# EXERCISE BRIEF
Could you copy each line of the listing that holds "noun"?
——————
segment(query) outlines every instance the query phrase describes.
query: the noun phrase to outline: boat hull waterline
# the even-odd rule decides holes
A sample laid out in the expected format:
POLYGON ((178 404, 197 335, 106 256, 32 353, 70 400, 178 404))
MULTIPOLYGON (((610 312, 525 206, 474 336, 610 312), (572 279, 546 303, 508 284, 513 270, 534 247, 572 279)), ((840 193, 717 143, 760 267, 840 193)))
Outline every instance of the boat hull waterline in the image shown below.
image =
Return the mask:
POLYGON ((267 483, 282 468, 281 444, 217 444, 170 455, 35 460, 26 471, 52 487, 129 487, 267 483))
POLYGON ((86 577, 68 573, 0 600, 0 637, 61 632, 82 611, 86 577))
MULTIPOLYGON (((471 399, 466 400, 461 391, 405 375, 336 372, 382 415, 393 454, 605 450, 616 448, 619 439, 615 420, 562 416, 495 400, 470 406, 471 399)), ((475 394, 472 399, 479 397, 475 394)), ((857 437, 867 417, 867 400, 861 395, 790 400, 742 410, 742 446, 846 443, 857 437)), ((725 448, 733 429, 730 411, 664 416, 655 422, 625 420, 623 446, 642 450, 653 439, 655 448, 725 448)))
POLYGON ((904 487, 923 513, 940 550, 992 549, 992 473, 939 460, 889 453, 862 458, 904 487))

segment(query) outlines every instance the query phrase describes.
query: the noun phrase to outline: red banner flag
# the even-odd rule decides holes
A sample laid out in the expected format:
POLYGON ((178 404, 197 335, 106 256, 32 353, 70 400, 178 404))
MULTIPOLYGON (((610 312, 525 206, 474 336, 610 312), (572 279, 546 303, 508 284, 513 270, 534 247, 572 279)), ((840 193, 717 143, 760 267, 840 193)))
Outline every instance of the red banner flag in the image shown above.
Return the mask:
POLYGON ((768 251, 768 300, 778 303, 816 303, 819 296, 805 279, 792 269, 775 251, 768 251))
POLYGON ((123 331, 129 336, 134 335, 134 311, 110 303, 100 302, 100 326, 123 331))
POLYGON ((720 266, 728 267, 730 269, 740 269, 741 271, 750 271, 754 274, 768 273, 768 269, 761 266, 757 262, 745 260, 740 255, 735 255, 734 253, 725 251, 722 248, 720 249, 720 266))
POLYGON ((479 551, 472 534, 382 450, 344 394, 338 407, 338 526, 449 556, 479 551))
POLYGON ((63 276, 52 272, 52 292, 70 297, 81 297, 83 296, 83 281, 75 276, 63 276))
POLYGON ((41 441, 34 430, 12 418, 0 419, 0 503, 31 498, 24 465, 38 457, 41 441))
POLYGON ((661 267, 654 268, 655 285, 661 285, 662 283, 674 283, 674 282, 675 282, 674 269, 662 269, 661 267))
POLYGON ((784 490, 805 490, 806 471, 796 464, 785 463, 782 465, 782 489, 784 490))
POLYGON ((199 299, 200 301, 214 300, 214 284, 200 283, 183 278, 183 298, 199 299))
——————
# EXERCISE RESPONSE
query: the noun phrase to outline: boat hull waterline
query: the noun phrase to outline: red banner flag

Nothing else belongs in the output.